Stored items from a collection:
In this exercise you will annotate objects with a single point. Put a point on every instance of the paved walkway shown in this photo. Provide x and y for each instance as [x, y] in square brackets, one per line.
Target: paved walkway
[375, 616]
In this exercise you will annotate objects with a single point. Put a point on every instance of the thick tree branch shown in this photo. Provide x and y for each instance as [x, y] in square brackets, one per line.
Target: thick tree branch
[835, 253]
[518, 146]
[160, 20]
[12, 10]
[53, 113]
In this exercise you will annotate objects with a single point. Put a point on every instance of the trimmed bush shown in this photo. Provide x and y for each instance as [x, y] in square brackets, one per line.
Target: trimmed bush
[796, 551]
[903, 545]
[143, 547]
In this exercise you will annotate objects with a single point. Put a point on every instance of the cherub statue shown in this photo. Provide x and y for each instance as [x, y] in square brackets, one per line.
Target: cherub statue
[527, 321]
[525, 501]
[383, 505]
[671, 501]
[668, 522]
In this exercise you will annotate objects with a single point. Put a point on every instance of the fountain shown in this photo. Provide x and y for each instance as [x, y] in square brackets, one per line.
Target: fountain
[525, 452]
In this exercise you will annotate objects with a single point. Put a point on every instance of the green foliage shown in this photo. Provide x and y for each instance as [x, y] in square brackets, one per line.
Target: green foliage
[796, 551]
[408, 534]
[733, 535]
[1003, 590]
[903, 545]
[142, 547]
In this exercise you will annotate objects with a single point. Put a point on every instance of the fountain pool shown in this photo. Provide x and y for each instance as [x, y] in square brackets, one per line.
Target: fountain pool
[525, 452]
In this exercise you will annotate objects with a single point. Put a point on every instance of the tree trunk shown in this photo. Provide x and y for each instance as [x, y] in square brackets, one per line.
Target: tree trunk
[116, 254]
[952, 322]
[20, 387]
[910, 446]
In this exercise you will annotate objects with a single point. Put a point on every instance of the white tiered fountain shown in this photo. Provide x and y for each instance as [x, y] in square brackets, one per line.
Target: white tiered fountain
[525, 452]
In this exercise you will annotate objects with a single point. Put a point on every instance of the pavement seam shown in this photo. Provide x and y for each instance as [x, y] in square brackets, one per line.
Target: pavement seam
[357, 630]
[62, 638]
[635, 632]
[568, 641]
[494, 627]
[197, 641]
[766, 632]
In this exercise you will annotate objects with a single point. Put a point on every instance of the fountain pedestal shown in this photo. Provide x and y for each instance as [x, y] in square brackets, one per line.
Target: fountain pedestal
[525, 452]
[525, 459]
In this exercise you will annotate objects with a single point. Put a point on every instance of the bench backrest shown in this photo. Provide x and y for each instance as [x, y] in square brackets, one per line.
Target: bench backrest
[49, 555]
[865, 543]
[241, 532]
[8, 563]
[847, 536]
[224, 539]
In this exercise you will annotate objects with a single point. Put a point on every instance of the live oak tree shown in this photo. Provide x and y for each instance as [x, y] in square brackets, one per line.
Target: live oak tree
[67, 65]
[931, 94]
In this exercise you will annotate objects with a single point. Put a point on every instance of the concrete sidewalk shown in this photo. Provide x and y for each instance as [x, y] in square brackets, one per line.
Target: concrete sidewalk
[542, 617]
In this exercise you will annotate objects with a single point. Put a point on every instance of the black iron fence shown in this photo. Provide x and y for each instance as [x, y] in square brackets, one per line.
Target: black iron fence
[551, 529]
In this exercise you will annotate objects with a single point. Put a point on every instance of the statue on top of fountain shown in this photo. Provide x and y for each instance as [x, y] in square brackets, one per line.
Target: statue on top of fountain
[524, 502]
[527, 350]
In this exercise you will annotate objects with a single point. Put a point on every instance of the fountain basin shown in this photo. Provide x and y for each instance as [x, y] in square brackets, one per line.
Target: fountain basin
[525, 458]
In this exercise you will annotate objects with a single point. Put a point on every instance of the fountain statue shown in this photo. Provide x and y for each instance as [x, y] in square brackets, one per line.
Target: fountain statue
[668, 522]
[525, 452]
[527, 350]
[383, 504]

Problem requirements >> Give the listing above as a Markdown table with the columns Row and Line, numbering each line and leaving out blank lines.

Response >>
| Row | Line |
|---|---|
| 1 | In this exercise you will annotate objects with a single point. Put a point on every instance of the paved walkway shown in this photo. Provide x and y for each instance as [x, y] in square brackets, one per line. |
| 2 | Target: paved walkway |
| 3 | [375, 616] |
| 4 | In this exercise you will annotate objects with a single point. Put a point on every instance of the thick tree branch shown in this photo. Provide x and y for each instance as [x, y] in square brackets, one per line. |
| 5 | Target: thick tree branch |
| 6 | [835, 253] |
| 7 | [518, 146] |
| 8 | [160, 20] |
| 9 | [12, 10] |
| 10 | [53, 113] |
| 11 | In this exercise you will annotate objects with a single point. Put a point on every instance of the trimmed bush shown in this photo. Provide x and y for each instance as [x, y] in square brackets, one per line. |
| 12 | Target: trimmed bush |
| 13 | [796, 551] |
| 14 | [903, 545] |
| 15 | [143, 547] |
| 16 | In this exercise you will annotate objects with a single point. Put a point on every instance of the cherub statue shown in this photo. Provide x and y for each instance as [x, y] in square brackets, one per line. |
| 17 | Target: cherub statue |
| 18 | [527, 321] |
| 19 | [525, 501] |
| 20 | [383, 505] |
| 21 | [671, 501] |
| 22 | [668, 522] |
| 23 | In this exercise you will annotate objects with a single point. Put a point on every instance of the fountain shown in this photo. Provide x and y for each instance as [x, y] in square brackets, one per line. |
| 24 | Target: fountain |
| 25 | [525, 452] |
| 26 | In this exercise you will annotate objects with a single point. Put a point on every instance of the green foliage shown in this photo. Provide x and y for each instance as [x, y] in square brackets, one per line. |
| 27 | Target: green foliage |
| 28 | [796, 551] |
| 29 | [408, 534] |
| 30 | [733, 535] |
| 31 | [1003, 590] |
| 32 | [903, 545] |
| 33 | [142, 547] |
| 34 | In this exercise you will annotate objects with a single point. Put a point on every instance of the fountain pool shown in this photo. Provide x and y for each instance as [x, y] in square brackets, one per line. |
| 35 | Target: fountain pool |
| 36 | [525, 452] |
| 37 | In this exercise you will annotate objects with a single point. Put a point on every instance of the tree trunk shown in this photo. Provide x and y for each instance as [x, y] in square brackets, one per line. |
| 38 | Target: tree trunk |
| 39 | [116, 254] |
| 40 | [952, 322] |
| 41 | [20, 387] |
| 42 | [910, 446] |
| 43 | In this exercise you will annotate objects with a single point. Put a point on every instance of the white tiered fountain shown in this photo. Provide x and y for each instance as [x, y] in square brackets, one per line. |
| 44 | Target: white tiered fountain |
| 45 | [525, 452] |
| 46 | In this exercise you will annotate objects with a single point. Put a point on every instance of the pavement seam shown in this photo. Provide x and y for each instance as [x, y] in square brackets, one per line. |
| 47 | Target: pavement seam |
| 48 | [357, 630] |
| 49 | [62, 638] |
| 50 | [635, 632] |
| 51 | [568, 641] |
| 52 | [494, 627] |
| 53 | [197, 641] |
| 54 | [766, 632] |
| 55 | In this exercise you will annotate objects with a single point. Put a point on every instance of the fountain pedestal shown in this photo. Provide x and y for each instance as [x, y] in square brackets, one per line. |
| 56 | Target: fountain pedestal |
| 57 | [525, 452] |
| 58 | [525, 459] |
| 59 | In this exercise you will annotate objects with a single point. Put a point on every instance of the bench backrest shown in this photo. Provide x and y for each instance as [x, y] in square brackets, one per line. |
| 60 | Target: bench backrest |
| 61 | [49, 555] |
| 62 | [865, 543] |
| 63 | [241, 532] |
| 64 | [8, 563] |
| 65 | [847, 536] |
| 66 | [224, 539] |
| 67 | In this exercise you will annotate objects with a single point. Put a point on every instance of the live oak tree shown in this photo. Provide x and y for each instance as [x, y] in square brackets, one per line. |
| 68 | Target: live oak tree |
| 69 | [67, 65] |
| 70 | [931, 94] |
| 71 | In this exercise you will annotate objects with a single point. Put a point on every instance of the concrete sidewalk shown in this photo. Provide x and y for each instance as [x, y] in square brackets, one per line. |
| 72 | Target: concrete sidewalk |
| 73 | [542, 617] |
| 74 | In this exercise you will annotate objects with a single point. Put a point on every instance of the black iron fence shown in this photo. Provide x and y for each instance as [x, y] in square brackets, one per line. |
| 75 | Target: black iron fence |
| 76 | [551, 529] |
| 77 | In this exercise you will annotate objects with a single point. Put a point on every instance of the statue on top of fountain shown in this photo. Provide x and y for each instance as [x, y] in square brackets, one per line. |
| 78 | Target: statue on top of fountain |
| 79 | [524, 502] |
| 80 | [527, 350] |
| 81 | In this exercise you will annotate objects with a single point. Put a point on every instance of the fountain basin shown in this photo. Provide x and y for each instance as [x, y] in square brackets, one per line. |
| 82 | Target: fountain basin |
| 83 | [525, 458] |
| 84 | In this exercise you will annotate objects with a single point. Put a point on every instance of the fountain statue shown in this photo. Provide x and y for each instance as [x, y] in square brackets, one per line. |
| 85 | Target: fountain statue |
| 86 | [668, 522] |
| 87 | [525, 452] |
| 88 | [527, 350] |
| 89 | [383, 504] |